* **REQUIREMENTS**: Please edit these rows so that every "small boat moored" becomes "moored dinghy", leaving everything else unchanged.

* **ENTRIES**:
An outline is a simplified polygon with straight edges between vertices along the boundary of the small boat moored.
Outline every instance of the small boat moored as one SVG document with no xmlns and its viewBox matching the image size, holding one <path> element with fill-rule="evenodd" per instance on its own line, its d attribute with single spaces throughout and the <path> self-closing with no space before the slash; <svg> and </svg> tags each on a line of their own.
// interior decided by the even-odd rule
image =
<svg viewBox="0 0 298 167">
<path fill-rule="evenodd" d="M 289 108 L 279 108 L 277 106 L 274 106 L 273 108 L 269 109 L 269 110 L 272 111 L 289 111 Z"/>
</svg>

* **REPLY**:
An outline is a simplified polygon with straight edges between vertices along the boundary of the moored dinghy.
Outline every instance of the moored dinghy as one SVG document with no xmlns and its viewBox matching the image size, holding one <path> element with fill-rule="evenodd" per instance on its own line, its d attribute with single spaces throughout and the <path> self-closing with no space before the slash; <svg> and </svg> tags each on a line of their own.
// interior decided by the even-odd rule
image =
<svg viewBox="0 0 298 167">
<path fill-rule="evenodd" d="M 289 108 L 279 108 L 277 106 L 274 106 L 273 108 L 269 109 L 269 110 L 272 111 L 289 111 Z"/>
</svg>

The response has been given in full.